*** INPUT DATA ***

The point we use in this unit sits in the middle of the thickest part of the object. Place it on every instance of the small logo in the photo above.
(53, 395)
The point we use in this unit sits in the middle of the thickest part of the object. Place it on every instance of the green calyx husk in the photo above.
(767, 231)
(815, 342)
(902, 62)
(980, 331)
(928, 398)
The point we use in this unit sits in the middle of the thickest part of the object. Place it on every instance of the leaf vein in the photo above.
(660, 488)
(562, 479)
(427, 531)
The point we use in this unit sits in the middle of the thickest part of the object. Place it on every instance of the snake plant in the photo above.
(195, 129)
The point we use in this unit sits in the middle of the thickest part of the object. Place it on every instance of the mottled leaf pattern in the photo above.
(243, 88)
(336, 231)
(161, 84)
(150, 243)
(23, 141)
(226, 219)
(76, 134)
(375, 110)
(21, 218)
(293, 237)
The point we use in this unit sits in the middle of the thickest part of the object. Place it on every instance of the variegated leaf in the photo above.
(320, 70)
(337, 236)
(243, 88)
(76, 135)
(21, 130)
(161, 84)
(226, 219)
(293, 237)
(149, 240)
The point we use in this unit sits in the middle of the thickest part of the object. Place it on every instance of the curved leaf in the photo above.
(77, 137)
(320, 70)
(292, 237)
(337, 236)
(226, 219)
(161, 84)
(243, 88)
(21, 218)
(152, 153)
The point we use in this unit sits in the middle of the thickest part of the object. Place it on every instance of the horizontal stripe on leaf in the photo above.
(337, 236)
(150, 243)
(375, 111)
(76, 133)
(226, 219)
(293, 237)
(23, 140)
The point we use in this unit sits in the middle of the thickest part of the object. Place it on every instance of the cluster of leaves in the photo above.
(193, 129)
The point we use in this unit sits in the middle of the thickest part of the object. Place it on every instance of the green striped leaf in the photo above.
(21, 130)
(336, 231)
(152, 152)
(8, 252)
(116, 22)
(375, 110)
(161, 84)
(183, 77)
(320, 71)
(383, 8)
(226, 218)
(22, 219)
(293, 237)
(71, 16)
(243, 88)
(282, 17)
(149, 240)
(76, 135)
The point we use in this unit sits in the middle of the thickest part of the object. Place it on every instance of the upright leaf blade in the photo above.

***

STATED TASK:
Lay out the rows as a numbered list, from the row that contains "leaves in the photo above." through the final row, inclusive. Leave out blank lines.

THE OUTPUT:
1. The point we use in this unit sits in the middle of the thickest part of the object. Place it on every instance of the cluster of leaves in the photo above.
2. (193, 129)
3. The point we use in this unit sits in the middle of the thickest part of the object. Place it on every instance of the green striped leaf in the photo above.
4. (21, 130)
5. (336, 231)
6. (152, 152)
7. (8, 252)
8. (116, 22)
9. (375, 110)
10. (161, 84)
11. (183, 77)
12. (320, 71)
13. (383, 8)
14. (226, 218)
15. (22, 219)
16. (293, 237)
17. (71, 16)
18. (243, 88)
19. (282, 17)
20. (149, 240)
21. (76, 135)
22. The point we use in this unit sits in the middle of the thickest part of the object. Place it on every instance of the upright leaf blade in the photo above.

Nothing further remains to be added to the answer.